What to work on: Transcribe the tail of the listing: start at the line containing "Detect the player's" and stop after the last line, keeping every character as is and adding nothing.

Entries supplied:
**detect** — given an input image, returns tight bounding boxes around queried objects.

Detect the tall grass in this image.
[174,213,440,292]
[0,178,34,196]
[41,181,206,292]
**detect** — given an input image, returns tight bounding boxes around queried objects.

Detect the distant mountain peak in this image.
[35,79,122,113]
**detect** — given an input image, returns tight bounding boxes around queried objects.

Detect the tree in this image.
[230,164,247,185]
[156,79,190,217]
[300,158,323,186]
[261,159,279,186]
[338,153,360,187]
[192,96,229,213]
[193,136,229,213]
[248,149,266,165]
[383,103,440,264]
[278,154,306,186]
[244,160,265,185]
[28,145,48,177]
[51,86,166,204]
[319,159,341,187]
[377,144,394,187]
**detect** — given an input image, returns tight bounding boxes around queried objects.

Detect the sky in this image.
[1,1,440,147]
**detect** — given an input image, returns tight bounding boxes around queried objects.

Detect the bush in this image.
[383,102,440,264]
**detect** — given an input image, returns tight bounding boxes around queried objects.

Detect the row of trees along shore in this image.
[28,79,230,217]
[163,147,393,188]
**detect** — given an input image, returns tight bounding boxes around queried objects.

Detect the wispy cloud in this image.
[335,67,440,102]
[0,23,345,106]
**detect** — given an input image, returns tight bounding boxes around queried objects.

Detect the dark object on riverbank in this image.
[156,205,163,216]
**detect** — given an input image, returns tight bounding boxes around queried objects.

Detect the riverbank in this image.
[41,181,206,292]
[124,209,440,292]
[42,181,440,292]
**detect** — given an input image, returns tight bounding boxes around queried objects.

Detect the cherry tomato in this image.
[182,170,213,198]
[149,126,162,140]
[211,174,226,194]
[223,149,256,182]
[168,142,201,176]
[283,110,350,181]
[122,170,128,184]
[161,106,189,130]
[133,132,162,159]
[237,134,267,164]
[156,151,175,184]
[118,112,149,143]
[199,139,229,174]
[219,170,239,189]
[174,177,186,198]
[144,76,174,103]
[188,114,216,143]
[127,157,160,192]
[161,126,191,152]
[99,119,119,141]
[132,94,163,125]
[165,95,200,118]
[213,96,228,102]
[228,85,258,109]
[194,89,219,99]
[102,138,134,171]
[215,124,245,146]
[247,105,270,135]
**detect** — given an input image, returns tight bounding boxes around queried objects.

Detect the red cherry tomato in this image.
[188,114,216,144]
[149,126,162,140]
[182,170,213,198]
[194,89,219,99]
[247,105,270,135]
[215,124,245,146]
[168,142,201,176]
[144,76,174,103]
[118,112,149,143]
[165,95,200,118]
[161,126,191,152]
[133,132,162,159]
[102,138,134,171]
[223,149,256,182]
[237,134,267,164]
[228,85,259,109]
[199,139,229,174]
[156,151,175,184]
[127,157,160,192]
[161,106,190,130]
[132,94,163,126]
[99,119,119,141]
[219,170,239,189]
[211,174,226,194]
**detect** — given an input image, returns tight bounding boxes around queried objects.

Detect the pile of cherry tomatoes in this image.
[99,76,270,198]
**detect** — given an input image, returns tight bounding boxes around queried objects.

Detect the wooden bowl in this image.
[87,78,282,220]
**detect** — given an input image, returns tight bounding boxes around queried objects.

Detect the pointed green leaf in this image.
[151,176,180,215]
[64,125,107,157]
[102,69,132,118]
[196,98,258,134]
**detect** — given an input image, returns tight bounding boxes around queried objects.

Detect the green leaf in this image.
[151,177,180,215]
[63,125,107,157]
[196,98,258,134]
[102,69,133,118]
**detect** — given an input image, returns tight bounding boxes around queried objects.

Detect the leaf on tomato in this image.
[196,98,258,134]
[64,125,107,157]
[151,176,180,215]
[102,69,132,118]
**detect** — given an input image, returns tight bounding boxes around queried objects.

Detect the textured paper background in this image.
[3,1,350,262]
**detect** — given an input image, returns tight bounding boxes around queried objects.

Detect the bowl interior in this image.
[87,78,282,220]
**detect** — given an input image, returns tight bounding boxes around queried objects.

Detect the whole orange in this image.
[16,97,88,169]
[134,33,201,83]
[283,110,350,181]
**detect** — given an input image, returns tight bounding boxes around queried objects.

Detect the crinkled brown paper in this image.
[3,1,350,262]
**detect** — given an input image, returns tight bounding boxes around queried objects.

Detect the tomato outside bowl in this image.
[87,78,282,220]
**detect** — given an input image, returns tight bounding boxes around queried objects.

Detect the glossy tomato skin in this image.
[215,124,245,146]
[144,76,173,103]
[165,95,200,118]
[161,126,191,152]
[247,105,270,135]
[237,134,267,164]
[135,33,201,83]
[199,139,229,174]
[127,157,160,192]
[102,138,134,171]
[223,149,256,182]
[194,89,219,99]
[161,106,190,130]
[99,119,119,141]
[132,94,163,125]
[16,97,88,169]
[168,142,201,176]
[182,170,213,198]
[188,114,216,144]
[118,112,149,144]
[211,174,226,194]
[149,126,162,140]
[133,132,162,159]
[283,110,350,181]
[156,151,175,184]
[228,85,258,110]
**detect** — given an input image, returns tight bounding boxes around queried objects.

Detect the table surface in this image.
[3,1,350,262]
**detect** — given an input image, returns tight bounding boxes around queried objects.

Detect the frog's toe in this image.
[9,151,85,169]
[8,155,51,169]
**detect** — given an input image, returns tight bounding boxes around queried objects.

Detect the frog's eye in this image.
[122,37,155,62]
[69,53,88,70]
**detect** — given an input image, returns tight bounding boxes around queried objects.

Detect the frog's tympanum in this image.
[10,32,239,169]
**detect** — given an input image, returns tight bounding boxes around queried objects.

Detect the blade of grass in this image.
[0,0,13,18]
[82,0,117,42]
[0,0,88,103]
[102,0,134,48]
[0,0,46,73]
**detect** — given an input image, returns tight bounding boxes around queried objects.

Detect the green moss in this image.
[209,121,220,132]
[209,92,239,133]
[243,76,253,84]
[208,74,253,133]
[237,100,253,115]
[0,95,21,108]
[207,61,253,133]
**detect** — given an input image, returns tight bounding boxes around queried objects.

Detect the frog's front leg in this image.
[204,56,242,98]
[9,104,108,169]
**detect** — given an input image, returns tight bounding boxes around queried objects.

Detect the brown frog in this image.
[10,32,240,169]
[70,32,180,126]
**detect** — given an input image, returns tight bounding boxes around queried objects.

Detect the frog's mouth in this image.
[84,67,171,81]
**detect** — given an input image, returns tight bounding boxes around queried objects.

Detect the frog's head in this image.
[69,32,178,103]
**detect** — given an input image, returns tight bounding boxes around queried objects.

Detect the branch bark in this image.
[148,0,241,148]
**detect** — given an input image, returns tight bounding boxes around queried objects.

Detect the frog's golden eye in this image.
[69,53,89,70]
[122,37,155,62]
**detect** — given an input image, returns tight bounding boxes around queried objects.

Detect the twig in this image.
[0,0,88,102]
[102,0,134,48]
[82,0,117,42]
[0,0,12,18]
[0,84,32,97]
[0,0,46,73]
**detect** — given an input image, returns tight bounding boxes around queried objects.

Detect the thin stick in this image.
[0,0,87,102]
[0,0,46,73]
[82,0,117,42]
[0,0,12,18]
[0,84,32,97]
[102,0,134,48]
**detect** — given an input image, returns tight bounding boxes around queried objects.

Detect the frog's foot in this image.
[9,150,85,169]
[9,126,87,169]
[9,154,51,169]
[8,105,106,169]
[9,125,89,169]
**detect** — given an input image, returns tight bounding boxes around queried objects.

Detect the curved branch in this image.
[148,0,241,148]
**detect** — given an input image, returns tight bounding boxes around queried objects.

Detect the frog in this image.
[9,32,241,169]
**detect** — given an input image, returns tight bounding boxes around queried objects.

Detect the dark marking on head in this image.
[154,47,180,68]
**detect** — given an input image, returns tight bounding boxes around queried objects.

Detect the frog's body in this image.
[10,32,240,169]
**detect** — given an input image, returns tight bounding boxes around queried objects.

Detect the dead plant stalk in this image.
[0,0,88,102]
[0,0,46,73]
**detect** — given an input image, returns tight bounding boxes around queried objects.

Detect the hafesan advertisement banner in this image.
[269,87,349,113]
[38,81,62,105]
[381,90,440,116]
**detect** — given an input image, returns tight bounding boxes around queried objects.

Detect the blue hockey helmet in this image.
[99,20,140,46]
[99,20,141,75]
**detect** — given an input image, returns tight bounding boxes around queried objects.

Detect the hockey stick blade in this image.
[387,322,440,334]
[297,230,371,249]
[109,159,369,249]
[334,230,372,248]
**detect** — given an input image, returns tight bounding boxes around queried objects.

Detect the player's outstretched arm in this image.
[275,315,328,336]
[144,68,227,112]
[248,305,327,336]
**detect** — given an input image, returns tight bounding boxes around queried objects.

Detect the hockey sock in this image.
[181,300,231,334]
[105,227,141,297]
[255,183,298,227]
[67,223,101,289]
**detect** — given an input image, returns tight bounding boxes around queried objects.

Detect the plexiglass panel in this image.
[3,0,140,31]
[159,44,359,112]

Solution for this task:
Detect the player's outstretched arm in this image.
[275,315,328,336]
[144,68,227,112]
[248,305,327,336]
**detect** — given an input image, returns tight bounding boxes around queried objects.

Detect the hockey sock in this image.
[181,300,231,334]
[105,227,141,297]
[255,183,298,227]
[67,223,101,289]
**detect** — given an input image, returns tight bounding boxes around queried objects.

Detect the plexiglass panel in this image.
[3,0,140,31]
[159,44,359,112]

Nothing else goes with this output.